▶ _What is needed_
Copy the records below exactly, from the line containing "Where can you find the chair base" through the last line, and leave out every picture.
--- START Dataset extract ---
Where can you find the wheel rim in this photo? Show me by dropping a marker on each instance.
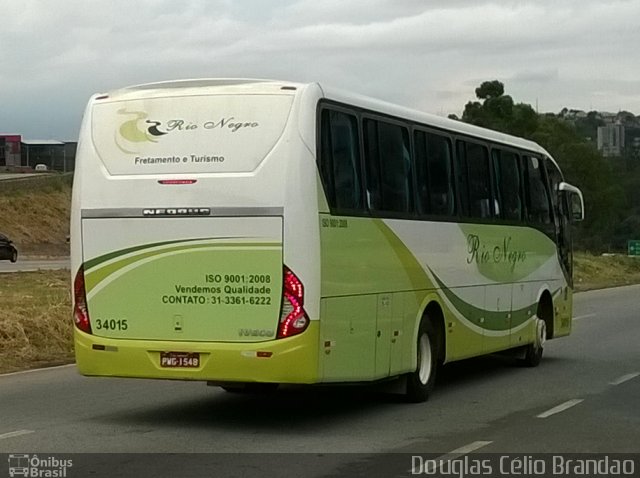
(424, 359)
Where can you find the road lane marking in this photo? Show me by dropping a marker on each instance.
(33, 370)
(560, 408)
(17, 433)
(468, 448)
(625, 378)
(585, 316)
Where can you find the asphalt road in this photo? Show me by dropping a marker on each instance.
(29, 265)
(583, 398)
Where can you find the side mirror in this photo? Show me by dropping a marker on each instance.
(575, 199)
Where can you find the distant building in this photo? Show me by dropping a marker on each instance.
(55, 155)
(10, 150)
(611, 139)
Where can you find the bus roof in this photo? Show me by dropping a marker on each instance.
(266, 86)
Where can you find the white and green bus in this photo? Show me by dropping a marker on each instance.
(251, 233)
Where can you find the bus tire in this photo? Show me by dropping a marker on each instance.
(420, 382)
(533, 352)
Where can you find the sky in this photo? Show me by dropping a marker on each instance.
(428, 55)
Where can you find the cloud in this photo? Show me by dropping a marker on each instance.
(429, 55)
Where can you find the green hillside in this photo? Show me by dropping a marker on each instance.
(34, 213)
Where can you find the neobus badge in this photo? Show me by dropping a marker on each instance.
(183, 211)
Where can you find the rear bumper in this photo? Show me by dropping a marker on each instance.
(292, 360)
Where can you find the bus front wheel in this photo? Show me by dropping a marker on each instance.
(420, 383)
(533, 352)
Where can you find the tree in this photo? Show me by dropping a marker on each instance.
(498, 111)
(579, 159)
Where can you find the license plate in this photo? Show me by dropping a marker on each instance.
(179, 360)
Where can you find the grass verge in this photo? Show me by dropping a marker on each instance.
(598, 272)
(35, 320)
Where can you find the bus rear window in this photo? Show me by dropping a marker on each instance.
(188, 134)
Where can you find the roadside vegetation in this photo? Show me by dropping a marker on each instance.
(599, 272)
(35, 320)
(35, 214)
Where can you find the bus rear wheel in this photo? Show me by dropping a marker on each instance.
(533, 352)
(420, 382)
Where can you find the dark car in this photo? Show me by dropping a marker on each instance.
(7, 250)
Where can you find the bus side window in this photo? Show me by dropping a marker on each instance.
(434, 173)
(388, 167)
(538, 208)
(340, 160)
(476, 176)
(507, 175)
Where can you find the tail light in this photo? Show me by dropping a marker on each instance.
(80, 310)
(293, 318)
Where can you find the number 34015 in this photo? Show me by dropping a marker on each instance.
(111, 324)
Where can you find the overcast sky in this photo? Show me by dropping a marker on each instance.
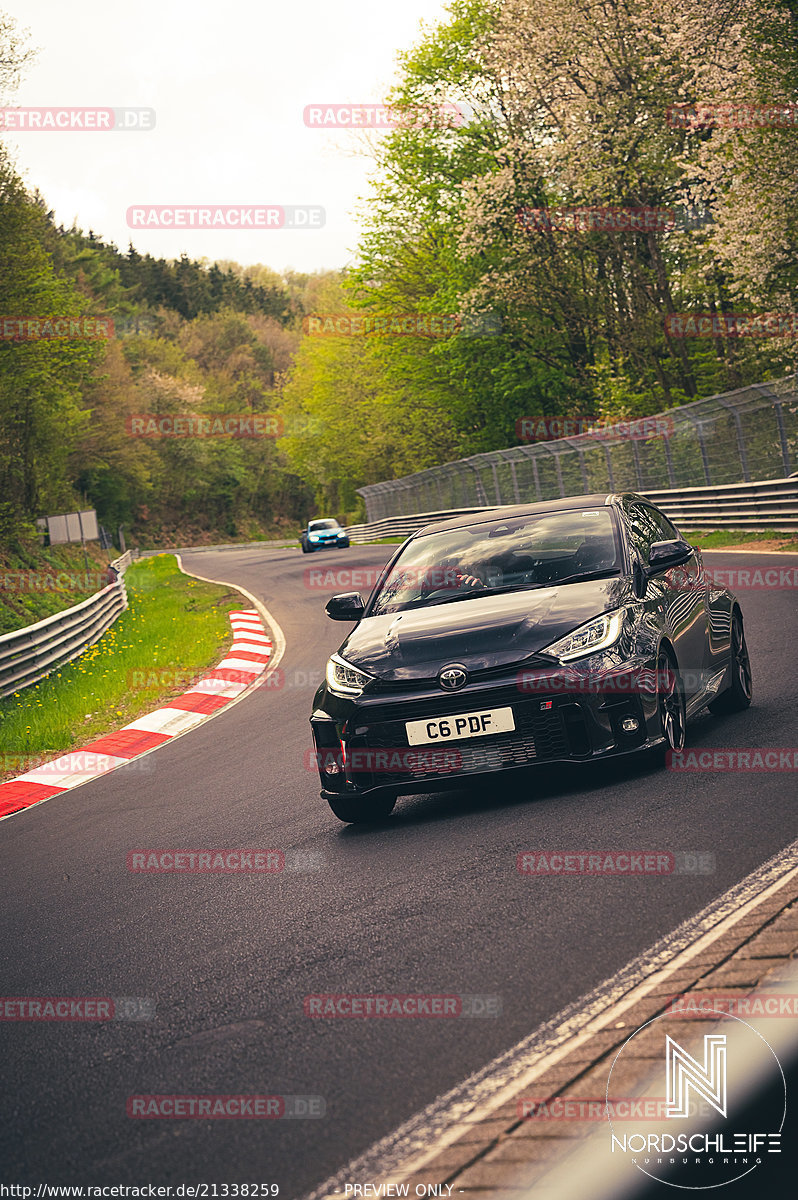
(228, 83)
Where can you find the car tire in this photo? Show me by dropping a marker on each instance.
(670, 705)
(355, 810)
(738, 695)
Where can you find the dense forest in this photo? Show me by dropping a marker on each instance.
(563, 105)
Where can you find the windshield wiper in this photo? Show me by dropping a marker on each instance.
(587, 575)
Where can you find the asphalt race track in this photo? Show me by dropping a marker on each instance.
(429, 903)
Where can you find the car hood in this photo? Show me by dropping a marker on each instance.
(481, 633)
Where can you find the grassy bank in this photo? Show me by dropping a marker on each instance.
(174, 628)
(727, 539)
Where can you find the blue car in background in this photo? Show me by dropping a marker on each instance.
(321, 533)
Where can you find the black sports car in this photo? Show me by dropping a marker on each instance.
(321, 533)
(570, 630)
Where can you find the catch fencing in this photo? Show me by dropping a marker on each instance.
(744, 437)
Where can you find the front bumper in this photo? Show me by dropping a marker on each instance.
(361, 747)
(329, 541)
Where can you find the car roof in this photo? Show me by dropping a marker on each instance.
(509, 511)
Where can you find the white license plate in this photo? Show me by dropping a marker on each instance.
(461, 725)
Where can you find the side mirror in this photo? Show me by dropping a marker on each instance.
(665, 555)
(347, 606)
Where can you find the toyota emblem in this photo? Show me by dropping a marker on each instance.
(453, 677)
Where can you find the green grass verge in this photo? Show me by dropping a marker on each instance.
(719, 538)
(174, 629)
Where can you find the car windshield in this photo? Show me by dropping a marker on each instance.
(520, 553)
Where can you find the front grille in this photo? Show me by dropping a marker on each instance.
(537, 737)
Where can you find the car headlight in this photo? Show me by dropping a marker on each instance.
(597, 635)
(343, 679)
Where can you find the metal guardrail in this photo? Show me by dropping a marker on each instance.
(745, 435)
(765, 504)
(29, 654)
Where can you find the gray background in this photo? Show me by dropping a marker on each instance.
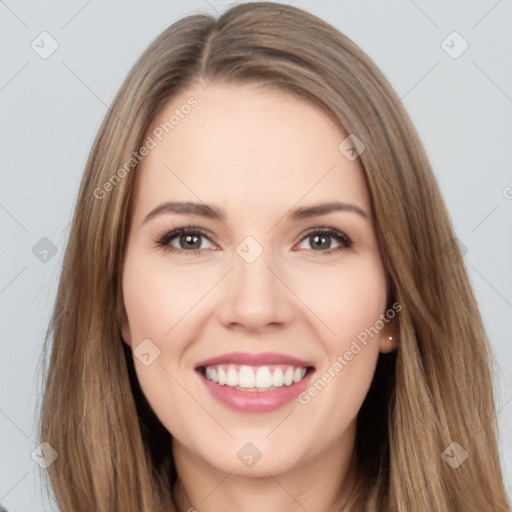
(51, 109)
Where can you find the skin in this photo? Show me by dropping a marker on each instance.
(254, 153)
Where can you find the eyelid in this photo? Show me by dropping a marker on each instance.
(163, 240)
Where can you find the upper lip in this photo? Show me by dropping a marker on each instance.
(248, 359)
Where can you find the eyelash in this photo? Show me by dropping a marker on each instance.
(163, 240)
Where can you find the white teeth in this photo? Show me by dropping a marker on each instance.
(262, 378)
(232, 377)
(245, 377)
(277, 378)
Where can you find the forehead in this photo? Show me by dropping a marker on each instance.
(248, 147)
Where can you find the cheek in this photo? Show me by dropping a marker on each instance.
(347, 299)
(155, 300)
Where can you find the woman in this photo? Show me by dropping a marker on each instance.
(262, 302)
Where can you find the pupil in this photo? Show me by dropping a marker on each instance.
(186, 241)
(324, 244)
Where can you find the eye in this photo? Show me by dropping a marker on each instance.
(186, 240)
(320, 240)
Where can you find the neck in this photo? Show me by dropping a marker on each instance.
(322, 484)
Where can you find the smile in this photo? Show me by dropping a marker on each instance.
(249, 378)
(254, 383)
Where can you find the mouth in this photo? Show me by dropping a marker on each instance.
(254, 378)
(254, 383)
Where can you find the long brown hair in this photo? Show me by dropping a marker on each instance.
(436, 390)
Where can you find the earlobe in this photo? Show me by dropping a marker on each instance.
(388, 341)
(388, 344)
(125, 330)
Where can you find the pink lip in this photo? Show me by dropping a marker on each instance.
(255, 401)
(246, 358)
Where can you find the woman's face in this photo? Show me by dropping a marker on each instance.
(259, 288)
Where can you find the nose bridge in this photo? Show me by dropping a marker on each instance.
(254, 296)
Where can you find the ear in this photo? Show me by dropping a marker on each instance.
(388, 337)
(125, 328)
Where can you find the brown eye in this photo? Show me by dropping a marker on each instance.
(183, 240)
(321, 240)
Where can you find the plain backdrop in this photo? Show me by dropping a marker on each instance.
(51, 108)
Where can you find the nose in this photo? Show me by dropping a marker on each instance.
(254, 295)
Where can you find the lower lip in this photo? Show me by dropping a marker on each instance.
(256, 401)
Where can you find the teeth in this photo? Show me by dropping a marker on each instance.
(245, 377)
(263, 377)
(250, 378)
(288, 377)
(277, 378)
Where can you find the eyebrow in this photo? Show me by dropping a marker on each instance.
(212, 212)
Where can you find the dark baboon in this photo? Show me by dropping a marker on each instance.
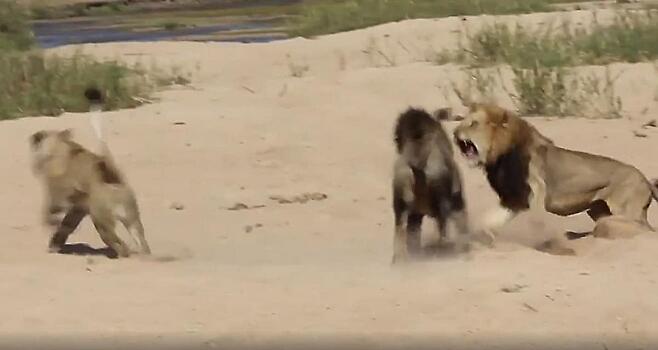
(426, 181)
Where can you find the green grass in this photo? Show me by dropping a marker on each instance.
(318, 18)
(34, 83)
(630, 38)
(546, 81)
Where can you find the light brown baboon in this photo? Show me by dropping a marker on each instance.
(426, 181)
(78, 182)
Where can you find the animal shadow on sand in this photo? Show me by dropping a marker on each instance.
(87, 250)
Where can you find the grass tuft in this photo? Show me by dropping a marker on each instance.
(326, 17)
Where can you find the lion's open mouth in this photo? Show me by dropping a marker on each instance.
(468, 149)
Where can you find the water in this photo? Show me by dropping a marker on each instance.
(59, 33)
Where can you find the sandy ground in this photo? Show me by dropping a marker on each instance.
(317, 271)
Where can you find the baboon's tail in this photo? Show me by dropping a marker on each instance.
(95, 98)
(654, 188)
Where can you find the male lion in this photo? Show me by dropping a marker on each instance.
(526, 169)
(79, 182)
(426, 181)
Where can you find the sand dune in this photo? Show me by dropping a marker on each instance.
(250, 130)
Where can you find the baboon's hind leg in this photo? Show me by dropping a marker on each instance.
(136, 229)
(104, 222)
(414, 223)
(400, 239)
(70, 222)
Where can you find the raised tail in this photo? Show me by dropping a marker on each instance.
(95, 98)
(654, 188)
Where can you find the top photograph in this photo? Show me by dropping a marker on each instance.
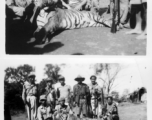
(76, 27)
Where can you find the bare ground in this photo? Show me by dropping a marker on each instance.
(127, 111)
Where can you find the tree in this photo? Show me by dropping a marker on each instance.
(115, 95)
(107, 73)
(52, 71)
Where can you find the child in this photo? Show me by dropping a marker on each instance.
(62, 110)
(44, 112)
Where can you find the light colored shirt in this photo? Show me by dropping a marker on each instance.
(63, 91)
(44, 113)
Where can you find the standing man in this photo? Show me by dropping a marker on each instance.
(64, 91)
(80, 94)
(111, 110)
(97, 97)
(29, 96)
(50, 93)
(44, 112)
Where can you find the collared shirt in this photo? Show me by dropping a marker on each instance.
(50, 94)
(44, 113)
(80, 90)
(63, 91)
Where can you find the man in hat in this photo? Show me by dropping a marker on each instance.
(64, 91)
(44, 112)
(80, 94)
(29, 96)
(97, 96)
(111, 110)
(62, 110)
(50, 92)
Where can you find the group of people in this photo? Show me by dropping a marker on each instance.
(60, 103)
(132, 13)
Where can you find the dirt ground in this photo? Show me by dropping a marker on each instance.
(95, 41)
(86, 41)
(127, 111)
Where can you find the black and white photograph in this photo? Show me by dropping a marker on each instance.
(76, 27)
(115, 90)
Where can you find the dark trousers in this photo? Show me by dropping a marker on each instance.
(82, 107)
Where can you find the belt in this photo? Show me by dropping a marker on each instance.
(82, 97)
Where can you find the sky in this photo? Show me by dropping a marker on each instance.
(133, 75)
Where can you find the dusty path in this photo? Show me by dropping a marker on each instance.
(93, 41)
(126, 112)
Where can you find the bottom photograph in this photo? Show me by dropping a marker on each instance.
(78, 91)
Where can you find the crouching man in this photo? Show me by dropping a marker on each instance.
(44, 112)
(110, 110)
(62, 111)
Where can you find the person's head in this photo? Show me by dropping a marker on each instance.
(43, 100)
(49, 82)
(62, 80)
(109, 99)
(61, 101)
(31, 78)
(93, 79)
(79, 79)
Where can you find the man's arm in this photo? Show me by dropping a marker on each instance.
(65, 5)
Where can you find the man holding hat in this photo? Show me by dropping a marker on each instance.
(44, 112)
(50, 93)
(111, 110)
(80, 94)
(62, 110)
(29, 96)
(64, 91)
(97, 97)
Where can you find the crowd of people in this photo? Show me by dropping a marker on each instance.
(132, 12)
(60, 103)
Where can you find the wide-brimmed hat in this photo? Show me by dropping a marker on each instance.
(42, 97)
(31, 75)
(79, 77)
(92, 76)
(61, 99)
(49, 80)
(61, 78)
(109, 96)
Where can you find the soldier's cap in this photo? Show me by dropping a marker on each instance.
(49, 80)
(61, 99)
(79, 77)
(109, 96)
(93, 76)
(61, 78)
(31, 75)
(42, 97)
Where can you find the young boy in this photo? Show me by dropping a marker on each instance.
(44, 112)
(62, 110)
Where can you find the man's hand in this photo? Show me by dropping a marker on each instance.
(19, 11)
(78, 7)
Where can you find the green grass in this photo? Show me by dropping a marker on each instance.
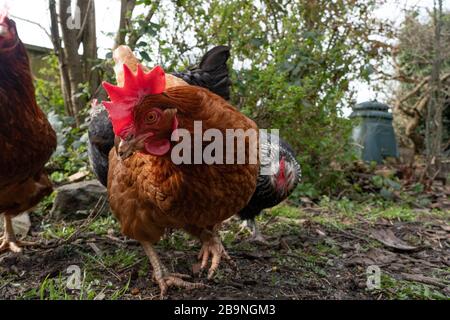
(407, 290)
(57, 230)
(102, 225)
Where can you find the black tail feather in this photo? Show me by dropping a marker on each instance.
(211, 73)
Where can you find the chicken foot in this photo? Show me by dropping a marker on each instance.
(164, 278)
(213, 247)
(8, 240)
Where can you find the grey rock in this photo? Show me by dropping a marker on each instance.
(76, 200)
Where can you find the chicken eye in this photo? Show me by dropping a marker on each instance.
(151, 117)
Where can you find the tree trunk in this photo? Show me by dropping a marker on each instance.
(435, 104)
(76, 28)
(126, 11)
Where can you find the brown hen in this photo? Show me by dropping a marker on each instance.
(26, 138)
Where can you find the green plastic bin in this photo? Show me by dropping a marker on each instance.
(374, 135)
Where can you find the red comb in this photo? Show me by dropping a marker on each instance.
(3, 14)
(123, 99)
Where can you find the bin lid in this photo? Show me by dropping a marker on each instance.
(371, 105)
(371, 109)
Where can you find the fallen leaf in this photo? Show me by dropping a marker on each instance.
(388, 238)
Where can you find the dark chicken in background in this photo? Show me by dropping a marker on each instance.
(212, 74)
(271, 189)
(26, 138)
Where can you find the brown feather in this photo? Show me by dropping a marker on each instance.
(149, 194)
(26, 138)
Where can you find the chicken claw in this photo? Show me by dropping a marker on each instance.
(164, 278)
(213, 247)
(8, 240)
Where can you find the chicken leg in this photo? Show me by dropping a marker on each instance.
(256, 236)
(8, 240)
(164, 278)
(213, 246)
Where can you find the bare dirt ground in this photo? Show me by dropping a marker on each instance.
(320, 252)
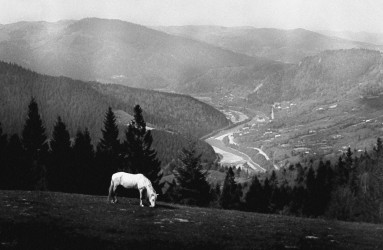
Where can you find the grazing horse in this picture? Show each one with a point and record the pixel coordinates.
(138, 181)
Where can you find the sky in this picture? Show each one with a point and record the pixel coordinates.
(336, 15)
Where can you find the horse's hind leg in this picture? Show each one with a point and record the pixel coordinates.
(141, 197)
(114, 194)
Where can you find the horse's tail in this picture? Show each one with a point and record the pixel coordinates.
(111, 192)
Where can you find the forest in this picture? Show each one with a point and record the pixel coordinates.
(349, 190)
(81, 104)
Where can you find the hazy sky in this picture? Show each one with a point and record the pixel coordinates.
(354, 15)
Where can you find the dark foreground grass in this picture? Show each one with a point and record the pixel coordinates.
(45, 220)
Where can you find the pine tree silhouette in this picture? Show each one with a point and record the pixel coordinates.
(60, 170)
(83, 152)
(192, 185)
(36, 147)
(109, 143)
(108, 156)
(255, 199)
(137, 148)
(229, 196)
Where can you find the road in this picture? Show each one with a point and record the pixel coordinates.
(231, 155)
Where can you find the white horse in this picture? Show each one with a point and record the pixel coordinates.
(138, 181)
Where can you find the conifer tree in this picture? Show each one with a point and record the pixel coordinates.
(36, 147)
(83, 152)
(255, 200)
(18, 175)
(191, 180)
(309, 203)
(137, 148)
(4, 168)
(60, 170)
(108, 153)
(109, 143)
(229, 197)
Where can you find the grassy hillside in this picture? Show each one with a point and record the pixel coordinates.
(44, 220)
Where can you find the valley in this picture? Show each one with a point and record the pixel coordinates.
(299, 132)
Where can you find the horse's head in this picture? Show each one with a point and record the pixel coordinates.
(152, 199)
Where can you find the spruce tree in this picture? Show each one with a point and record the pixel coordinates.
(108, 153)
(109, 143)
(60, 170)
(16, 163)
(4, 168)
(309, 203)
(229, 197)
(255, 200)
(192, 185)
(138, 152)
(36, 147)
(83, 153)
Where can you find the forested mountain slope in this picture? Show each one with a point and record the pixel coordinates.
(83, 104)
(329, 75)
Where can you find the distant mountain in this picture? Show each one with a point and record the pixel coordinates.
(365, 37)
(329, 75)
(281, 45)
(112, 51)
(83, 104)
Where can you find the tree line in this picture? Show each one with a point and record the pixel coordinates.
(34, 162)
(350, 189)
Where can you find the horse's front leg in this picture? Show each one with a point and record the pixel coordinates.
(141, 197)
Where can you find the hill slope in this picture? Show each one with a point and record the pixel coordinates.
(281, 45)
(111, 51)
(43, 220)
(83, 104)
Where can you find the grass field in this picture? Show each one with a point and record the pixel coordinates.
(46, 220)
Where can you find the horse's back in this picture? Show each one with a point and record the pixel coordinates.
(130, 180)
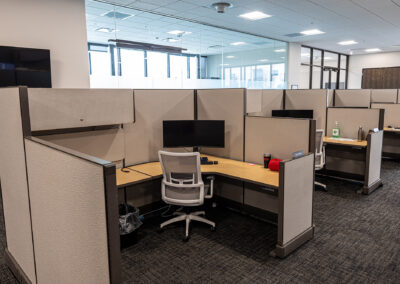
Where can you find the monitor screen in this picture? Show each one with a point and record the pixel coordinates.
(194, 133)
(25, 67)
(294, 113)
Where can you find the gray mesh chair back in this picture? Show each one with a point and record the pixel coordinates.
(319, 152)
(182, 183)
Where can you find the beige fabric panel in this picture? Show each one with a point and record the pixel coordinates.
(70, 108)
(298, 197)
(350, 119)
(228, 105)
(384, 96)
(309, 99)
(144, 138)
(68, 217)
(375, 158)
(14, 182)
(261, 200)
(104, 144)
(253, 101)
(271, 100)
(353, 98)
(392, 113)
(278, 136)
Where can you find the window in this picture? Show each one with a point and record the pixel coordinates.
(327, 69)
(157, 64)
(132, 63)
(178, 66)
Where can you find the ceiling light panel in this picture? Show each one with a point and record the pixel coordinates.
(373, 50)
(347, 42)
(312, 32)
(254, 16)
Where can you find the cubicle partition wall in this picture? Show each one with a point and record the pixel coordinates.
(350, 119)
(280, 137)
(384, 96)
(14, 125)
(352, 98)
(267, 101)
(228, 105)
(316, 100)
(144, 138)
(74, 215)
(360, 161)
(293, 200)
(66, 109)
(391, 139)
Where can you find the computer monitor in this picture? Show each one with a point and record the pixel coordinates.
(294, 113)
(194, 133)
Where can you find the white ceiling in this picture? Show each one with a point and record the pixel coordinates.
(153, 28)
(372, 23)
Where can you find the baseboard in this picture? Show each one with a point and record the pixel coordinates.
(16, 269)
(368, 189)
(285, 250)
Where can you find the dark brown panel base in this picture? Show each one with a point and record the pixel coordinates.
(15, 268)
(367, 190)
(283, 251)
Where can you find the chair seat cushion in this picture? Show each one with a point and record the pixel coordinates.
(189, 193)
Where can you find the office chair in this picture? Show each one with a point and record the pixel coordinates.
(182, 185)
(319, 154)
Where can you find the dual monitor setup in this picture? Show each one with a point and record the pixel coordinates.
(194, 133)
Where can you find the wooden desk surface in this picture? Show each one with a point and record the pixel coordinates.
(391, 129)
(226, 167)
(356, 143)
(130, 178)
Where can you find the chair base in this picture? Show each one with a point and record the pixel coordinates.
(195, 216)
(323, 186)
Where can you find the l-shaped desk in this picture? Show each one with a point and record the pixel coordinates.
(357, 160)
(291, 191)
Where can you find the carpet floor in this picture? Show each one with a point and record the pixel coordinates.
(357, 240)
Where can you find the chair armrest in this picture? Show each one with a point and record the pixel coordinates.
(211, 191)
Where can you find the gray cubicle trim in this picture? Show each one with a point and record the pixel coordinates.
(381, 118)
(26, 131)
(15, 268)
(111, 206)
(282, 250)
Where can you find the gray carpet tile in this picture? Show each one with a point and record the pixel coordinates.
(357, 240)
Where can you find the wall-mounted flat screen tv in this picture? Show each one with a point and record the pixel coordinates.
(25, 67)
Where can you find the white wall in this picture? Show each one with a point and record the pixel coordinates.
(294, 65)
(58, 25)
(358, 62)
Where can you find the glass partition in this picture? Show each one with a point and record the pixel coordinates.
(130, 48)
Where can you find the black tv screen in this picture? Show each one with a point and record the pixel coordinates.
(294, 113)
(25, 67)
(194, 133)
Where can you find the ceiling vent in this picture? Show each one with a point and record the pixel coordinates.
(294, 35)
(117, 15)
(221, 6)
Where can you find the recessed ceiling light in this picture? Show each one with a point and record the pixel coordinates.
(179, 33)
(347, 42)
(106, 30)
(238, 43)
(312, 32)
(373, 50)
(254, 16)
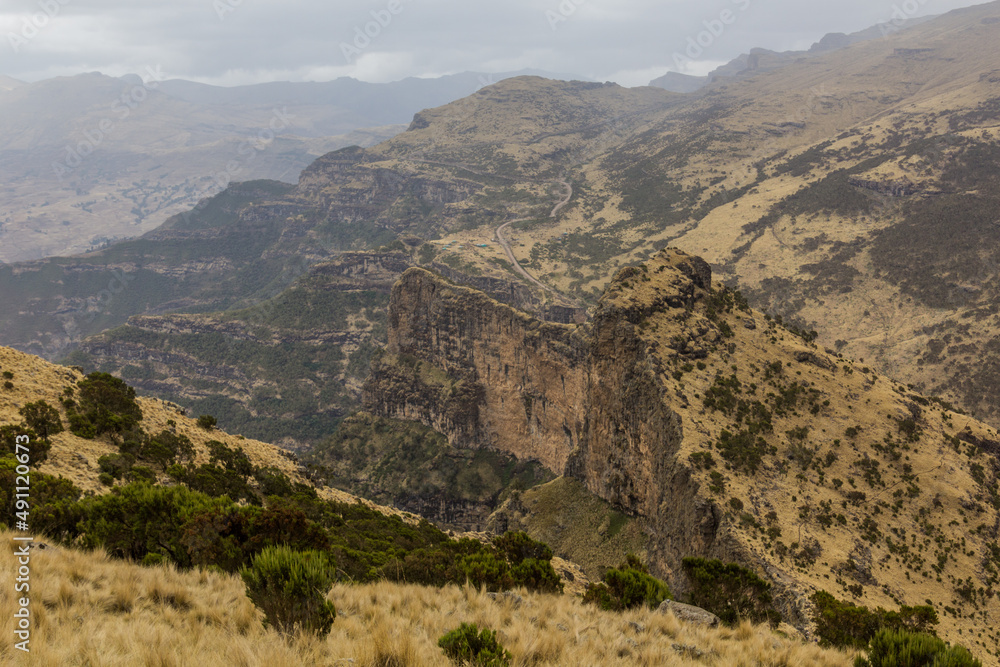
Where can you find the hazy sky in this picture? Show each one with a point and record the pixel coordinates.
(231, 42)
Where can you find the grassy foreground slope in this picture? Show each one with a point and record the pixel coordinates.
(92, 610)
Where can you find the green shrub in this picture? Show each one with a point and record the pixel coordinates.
--- END Dataset extract ---
▶ _Reply to the exercise_
Where can you find the chair base in this picture? Show each one with a point and record the pixel coordinates.
(195, 216)
(323, 186)
Where can you find the l-shaped desk in this picture? Show each one with a point and record the pixel coordinates.
(357, 160)
(291, 191)
Where can you find the carpet floor in this picture? Show each one with a point and record the pixel coordinates.
(357, 240)
Where can you find the chair armrest in this picture? Show each one with a point and record the pixel coordinates.
(211, 191)
Where can you find the gray cubicle trim in this picture? Show each one with a point and record the pixel coordinates.
(381, 118)
(26, 131)
(15, 268)
(111, 206)
(282, 250)
Where can you find the gray carpet tile in this picture? Show each one with a point and record the pixel coordinates.
(357, 240)
Where can you find the wall-mounted flat screen tv in this picture? Show each one with a point and record the pixel coordinates.
(25, 67)
Where can you find the white wall in this picture? Show each one with a point and record the pixel coordinates.
(294, 65)
(58, 25)
(358, 62)
Where can you find the glass partition in this picture? Show each one with a point and record the pixel coordinates.
(130, 48)
Where can you find the black tv screen in this picture? Show each one with a point and record the pixel coordinates.
(294, 113)
(25, 67)
(194, 133)
Where can you find the ceiling vent in this picture? Show each one with a point and record the pixel coordinates.
(294, 35)
(117, 15)
(221, 6)
Where can you find the recessed ceiling light in this picture? Show each one with a point and record the pixel coordinates.
(179, 33)
(347, 42)
(106, 30)
(238, 43)
(312, 32)
(373, 50)
(254, 16)
Where can you find the hazy sky in this picture? Show each one with a point and record the pixel coordinates.
(231, 42)
Where can you find the grassy foreground slope in this picture? Show each one with a point and record the pixel coordinates.
(92, 610)
Where can you find the green shrub in this picture? Show each one with a point and record the pixel coordinates.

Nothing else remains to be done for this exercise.